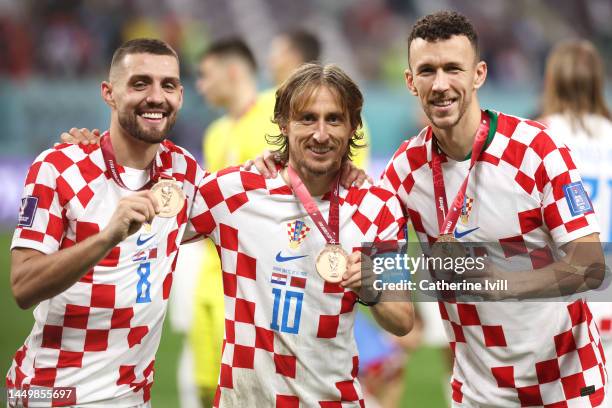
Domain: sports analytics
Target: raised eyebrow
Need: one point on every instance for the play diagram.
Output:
(136, 78)
(174, 80)
(424, 66)
(453, 65)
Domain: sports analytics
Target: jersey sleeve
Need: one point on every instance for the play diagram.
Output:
(41, 216)
(200, 223)
(397, 177)
(567, 210)
(391, 223)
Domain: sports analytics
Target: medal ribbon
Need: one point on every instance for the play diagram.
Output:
(447, 219)
(330, 230)
(111, 164)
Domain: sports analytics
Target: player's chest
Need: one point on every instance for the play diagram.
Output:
(494, 206)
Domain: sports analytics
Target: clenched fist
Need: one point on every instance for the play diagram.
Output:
(131, 212)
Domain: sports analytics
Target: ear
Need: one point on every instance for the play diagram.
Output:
(480, 74)
(410, 82)
(106, 90)
(182, 93)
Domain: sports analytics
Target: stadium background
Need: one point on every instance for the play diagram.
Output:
(53, 55)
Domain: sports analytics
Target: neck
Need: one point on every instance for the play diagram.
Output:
(243, 99)
(129, 151)
(317, 185)
(457, 141)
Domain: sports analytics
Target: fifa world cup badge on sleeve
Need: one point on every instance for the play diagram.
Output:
(27, 211)
(577, 198)
(170, 197)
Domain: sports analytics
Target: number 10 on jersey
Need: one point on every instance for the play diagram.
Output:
(287, 310)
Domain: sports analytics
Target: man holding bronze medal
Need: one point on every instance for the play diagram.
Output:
(284, 245)
(97, 240)
(513, 184)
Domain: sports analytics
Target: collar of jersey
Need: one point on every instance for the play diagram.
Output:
(490, 136)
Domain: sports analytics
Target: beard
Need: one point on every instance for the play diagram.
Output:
(443, 123)
(129, 122)
(316, 169)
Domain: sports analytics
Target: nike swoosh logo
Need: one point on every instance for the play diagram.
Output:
(459, 234)
(280, 258)
(140, 241)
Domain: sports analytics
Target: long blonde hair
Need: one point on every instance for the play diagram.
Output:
(574, 83)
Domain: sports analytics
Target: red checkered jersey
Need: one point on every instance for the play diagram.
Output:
(101, 334)
(288, 334)
(511, 353)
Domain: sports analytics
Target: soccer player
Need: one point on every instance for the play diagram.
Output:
(227, 80)
(288, 332)
(523, 189)
(97, 238)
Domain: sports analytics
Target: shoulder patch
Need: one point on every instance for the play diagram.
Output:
(577, 198)
(27, 211)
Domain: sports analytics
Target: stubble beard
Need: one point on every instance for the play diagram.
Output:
(129, 123)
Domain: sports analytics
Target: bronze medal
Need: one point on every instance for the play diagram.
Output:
(332, 263)
(170, 197)
(445, 247)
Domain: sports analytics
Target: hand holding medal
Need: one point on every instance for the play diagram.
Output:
(167, 191)
(332, 261)
(447, 247)
(170, 197)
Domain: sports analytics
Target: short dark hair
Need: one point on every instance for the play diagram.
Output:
(442, 26)
(142, 46)
(306, 43)
(295, 93)
(231, 47)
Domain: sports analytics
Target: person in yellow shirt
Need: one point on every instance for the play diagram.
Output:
(289, 50)
(227, 80)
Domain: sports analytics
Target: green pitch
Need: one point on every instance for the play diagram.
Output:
(423, 373)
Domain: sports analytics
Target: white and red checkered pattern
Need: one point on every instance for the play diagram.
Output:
(288, 342)
(95, 336)
(510, 353)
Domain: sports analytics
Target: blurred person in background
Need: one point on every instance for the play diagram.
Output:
(382, 360)
(227, 79)
(288, 51)
(574, 107)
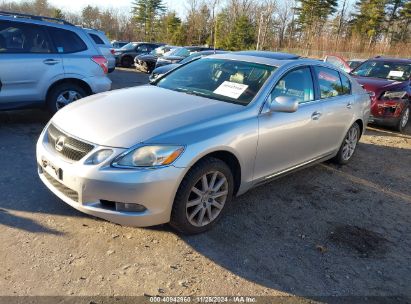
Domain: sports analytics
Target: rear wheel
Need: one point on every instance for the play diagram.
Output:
(349, 145)
(405, 117)
(126, 62)
(64, 94)
(202, 197)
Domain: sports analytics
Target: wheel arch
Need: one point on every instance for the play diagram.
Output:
(232, 162)
(84, 85)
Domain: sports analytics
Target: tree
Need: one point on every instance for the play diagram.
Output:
(242, 37)
(313, 14)
(369, 20)
(145, 13)
(91, 17)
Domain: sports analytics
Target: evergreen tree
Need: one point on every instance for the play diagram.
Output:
(242, 36)
(313, 14)
(145, 13)
(369, 20)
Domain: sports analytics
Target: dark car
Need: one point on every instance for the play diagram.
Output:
(388, 82)
(147, 62)
(125, 55)
(160, 71)
(180, 54)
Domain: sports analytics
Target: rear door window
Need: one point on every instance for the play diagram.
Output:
(346, 84)
(67, 41)
(18, 37)
(329, 82)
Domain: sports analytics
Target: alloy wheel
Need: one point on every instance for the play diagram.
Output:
(207, 199)
(67, 97)
(350, 143)
(405, 117)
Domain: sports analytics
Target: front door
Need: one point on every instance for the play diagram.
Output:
(288, 140)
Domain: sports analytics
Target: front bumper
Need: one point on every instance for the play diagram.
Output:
(87, 187)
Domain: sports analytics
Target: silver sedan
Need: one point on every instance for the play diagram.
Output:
(180, 149)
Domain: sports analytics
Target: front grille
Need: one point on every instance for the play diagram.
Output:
(72, 149)
(61, 188)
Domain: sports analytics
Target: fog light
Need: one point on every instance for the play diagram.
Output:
(130, 207)
(99, 157)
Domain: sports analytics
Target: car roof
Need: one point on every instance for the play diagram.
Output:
(265, 60)
(270, 55)
(388, 59)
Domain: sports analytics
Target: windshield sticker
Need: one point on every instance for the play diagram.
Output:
(231, 89)
(396, 74)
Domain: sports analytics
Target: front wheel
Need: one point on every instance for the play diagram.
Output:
(349, 145)
(402, 123)
(202, 197)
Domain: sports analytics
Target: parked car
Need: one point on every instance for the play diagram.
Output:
(46, 61)
(178, 151)
(388, 82)
(160, 71)
(119, 44)
(179, 54)
(125, 55)
(105, 47)
(147, 62)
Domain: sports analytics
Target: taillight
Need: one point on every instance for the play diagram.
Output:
(102, 62)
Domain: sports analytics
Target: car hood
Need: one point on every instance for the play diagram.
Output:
(378, 85)
(124, 118)
(171, 58)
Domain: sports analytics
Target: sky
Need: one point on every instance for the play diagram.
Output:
(78, 5)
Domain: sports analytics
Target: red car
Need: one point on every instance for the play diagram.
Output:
(388, 82)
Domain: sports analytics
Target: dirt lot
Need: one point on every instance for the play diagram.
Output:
(324, 231)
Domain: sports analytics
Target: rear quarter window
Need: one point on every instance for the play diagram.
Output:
(97, 39)
(67, 41)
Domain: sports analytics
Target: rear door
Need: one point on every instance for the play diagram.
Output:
(338, 103)
(28, 64)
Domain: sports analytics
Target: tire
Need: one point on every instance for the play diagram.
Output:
(207, 209)
(63, 94)
(126, 62)
(404, 119)
(349, 145)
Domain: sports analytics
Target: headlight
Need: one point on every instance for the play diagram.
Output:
(394, 95)
(99, 157)
(148, 156)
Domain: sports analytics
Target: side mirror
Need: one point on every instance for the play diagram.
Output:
(284, 104)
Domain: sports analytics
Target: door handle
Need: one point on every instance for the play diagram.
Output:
(316, 115)
(51, 61)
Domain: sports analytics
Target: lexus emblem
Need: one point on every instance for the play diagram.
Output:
(60, 143)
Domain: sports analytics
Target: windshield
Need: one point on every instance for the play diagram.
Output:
(191, 57)
(225, 80)
(129, 46)
(384, 69)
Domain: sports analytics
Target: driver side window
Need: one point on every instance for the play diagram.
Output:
(298, 84)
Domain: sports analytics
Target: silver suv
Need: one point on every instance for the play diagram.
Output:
(46, 61)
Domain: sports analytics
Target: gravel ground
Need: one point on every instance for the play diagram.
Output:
(324, 231)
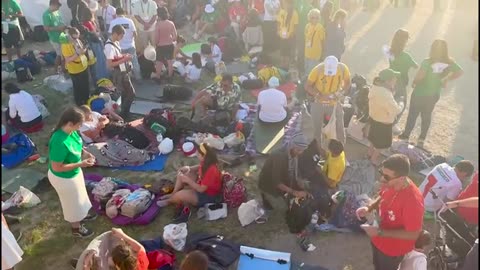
───
- _AIM OF THE EXERCISE_: Lines containing the word "windshield": copy every one of them from the records above.

- _ANSWER_:
Target: windshield sticker
Target: windshield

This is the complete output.